*STUDY TEXT*:
*** Begin section ***
An unsettling, gripping middle grade debut about searching for a sense of belonging in the wrong places, and the bravery it takes to defy those who seek to control us. This is Miss Peregrine's Home for Peculiar Children meets Lord of the Flies for fans of Neil Gaiman and Holly Black. When Eleven-year-old Sol arrives at the Ash House, desperate for a cure for his complex pain syndrome, he finds a community of strange children long abandoned by their mysterious Headmaster. The children at the Ash House want the new boy to love their home as much as they do. They give him a name like theirs. They show him the dorms and tell him about the wonderful oasis that the Headmaster has created for them. But the new boy already has a name. Doesn't he? At least he did before he walked through those gates... This was supposed to be a healing refuge for children like him. Something between a school and a summer camp. With kids like him. With pain like his. But no one is allowed to get sick …

The Ash House

by Angharad Walker

Overall Book Review:

The Ash House by Angharad Walker was odd, interesting, and a little disturbing. Overall, I enjoyed the hauntingly atmospheric style and the pristine imagery she portrayed with her writing, but the story itself was darker than I expected it to be.

The main character is a boy who comes to Ash House in the hopes that he will find a cure for his complex pain syndrome. But instead, he finds a group of boys and girls named after “Nicenesses,” and no adult to take care of them. Their Headmaster has apparently been gone for three years. Since the new boy can no longer use the name he came to Ash House with, he is given the “Nice” name of Solitude.

Though the other children, particularly Freedom (Dom for short) desperately want him to love Ash House as much as they do. Solitude (Sol) can’t let go of the feeling that there’s something wrong with Ash House. After all, he was told it was a place where children like him could be cured. But the longer he remains at Ash House, the more he comes to realize the opposite is true: At Ash House, you are not allowed to get sick, or be sick. Ever. Because if you’re sick, the Doctor will come. And no one wants that.

Overall, this was a dark book with a sort of confusing but hopeful ending, and it reminded me a little bit of The Graveyard Book by Neil Gaiman, or The Toymaker by Jeremy de Quidt.

This book was sent to Compass Book Ratings for review by Chicken House

Content Analysis:

Profanity/Language:  1 religious exclamation.
*** End section ***
*PROBLEMS AND TASKS*:
(a) Quote the book review word for word, starting with "The Ash House by" and going on through "expected it to be.".
(b) Condense the paragraph of the book review that begins "The main character is a boy" into a shorter version that keeps its main facts.
(c) Summarize the book review in two sentences.
The records that come next are separate material, unrelated to the book review.

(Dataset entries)
*** Begin section ***
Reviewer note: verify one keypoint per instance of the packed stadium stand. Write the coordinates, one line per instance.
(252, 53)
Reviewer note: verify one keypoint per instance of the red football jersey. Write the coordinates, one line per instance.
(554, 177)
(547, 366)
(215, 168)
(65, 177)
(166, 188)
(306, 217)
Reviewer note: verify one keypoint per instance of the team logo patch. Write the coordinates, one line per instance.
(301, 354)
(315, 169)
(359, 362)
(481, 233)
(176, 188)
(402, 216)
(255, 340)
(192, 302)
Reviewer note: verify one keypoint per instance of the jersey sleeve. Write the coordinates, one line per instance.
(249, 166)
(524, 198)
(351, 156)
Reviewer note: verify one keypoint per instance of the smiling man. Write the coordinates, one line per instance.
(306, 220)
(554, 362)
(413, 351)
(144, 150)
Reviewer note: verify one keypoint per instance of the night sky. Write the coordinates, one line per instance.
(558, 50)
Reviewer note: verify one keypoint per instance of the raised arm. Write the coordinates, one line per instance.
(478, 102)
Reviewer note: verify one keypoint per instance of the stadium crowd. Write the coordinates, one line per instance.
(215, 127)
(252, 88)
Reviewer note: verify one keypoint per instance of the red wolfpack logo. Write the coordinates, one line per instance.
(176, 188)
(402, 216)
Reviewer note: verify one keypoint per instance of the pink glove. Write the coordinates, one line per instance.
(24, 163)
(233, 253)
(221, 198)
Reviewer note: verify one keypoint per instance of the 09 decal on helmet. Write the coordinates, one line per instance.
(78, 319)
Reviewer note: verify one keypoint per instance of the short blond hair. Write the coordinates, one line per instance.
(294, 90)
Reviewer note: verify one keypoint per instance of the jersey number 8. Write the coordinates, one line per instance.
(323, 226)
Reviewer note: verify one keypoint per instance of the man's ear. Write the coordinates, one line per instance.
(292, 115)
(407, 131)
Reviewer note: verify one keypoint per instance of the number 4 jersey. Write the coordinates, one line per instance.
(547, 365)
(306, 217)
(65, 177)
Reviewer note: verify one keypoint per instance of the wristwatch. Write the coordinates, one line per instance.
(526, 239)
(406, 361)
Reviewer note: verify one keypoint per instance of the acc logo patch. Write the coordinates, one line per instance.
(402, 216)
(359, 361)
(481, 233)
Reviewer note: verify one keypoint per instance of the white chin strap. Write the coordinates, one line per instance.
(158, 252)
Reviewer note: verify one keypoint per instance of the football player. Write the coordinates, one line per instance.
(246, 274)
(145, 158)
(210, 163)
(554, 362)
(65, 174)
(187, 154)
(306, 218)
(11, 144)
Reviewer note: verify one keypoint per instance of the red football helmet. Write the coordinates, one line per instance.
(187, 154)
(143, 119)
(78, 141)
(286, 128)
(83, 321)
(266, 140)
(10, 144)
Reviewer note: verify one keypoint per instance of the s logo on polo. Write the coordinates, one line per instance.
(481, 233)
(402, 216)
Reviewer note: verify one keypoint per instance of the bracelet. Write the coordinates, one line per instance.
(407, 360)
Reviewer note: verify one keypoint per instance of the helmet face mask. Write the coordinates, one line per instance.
*** End section ***
*ANSWER SECTION*:
(a)
The Ash House by Angharad Walker was odd, interesting, and a little disturbing. Overall, I enjoyed the hauntingly atmospheric style and the pristine imagery she portrayed with her writing, but the story itself was darker than I expected it to be.

(b) A boy comes to Ash House hoping to find a cure for his complex pain syndrome. Instead he finds boys and girls named after "Nicenesses" and no adult to care for them, since their Headmaster has apparently been gone for three years. He can no longer use his old name, so he is given the "Nice" name of Solitude.

(c) The reviewer found The Ash House by Angharad Walker odd, interesting, and a little disturbing, and enjoyed its atmospheric style and imagery but found the story darker than expected. In it, a boy seeking a cure for his complex pain syndrome is renamed Solitude at Ash House, where the children have no adult to care for them and no one is allowed to be sick, because then the Doctor will come.